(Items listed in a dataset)

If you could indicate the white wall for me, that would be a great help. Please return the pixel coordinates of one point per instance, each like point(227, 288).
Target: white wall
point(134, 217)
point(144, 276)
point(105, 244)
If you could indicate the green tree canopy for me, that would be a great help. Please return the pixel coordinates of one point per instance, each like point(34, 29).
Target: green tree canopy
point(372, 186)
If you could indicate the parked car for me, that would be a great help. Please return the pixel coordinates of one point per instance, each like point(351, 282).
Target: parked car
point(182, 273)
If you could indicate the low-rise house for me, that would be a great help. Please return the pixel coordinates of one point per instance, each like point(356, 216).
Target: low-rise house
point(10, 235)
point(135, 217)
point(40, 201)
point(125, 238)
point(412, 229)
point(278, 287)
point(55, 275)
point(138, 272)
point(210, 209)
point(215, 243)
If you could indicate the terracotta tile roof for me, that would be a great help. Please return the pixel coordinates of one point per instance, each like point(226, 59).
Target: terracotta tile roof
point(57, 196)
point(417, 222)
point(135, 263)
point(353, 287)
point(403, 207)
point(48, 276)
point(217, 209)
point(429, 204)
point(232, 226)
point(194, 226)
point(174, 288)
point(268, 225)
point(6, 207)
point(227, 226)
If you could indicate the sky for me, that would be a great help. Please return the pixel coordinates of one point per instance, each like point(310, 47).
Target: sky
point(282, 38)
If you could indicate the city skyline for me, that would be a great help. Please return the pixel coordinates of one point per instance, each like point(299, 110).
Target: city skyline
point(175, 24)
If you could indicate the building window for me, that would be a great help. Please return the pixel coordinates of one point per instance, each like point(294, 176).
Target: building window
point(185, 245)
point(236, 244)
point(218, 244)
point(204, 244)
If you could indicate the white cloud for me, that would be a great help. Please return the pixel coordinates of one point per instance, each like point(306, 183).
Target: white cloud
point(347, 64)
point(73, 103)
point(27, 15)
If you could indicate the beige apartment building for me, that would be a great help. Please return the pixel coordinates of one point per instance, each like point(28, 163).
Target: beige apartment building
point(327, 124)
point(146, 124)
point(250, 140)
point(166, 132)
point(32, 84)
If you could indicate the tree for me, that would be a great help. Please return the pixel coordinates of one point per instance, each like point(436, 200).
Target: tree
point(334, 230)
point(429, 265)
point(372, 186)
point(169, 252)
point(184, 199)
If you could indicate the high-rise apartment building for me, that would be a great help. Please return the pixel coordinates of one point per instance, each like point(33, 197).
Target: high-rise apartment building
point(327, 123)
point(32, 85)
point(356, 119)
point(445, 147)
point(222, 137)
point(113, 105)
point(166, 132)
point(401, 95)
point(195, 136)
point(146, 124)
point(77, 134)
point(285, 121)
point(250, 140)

...

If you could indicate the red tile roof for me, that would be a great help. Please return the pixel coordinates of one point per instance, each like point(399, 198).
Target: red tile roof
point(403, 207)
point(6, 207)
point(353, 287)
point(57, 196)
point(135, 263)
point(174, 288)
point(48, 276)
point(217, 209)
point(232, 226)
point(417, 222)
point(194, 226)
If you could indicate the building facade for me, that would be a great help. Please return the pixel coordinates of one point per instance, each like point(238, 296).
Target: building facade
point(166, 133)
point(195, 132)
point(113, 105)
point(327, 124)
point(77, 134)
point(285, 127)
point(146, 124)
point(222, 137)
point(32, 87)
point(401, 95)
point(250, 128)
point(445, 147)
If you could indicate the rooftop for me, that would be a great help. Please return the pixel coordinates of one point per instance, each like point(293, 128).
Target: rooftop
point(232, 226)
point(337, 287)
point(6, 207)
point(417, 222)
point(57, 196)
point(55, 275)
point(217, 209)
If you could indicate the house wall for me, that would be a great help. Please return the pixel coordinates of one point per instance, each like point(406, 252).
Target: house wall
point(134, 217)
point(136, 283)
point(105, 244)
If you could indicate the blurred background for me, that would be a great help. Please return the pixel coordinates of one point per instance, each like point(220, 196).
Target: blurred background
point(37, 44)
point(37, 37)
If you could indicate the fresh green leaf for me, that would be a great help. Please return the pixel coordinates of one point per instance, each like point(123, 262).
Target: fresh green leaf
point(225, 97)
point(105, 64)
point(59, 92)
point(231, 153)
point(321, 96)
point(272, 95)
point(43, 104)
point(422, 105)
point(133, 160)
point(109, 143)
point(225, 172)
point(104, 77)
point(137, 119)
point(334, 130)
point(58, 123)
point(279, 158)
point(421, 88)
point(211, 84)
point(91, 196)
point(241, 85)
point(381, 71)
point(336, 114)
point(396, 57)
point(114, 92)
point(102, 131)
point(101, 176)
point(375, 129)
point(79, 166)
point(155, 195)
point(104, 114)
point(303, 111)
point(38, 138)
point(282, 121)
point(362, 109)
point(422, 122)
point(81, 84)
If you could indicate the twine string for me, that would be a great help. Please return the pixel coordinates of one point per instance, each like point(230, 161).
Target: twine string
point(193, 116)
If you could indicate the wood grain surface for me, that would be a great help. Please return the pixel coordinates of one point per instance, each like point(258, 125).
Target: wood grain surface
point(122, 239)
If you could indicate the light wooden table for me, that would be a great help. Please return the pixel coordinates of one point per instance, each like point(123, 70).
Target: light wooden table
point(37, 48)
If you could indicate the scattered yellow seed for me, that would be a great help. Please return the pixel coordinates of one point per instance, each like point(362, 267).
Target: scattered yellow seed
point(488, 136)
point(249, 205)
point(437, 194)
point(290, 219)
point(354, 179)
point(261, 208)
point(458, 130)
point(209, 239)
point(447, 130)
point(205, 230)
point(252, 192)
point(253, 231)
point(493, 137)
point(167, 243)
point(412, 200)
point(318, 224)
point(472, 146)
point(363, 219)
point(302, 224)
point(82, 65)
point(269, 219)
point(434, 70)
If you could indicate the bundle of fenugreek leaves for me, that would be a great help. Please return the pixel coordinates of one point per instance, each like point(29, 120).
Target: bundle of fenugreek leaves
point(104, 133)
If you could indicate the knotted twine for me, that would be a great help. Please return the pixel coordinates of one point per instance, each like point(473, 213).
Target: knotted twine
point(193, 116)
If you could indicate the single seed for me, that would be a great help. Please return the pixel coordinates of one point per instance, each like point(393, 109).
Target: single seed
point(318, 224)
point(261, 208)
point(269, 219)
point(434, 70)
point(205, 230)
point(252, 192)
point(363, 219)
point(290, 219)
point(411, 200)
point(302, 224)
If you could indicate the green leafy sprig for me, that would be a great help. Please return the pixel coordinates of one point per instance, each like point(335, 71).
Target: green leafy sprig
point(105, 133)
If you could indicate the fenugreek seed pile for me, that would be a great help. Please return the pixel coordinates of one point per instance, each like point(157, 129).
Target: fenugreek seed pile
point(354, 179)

> [PROBLEM REQUIREMENTS]: What you give back must be the stretch above, starting at the line with "If you could indicate the white wall" and ending at the line with "If you could indicate the low-rise", copied exactly.

> [RESPONSE AREA]:
If you could indicate the white wall for me, that would be a great help. Please return the pixel coordinates of one point per instance, each like point(227, 288).
Target: white wall
point(134, 217)
point(144, 276)
point(105, 244)
If you could indicate the green tree canopy for me, that would be a great help. Please return the pixel coordinates of one point per instance, each like point(34, 29).
Target: green tree canopy
point(372, 186)
If you could indicate the parked car for me, that would be a great help. Please return the pixel coordinates of one point per instance, each like point(351, 282).
Target: parked car
point(182, 273)
If you could indicate the low-rise house for me, that would be a great help. Please return the pixel coordinates of one point per instance, each like point(356, 216).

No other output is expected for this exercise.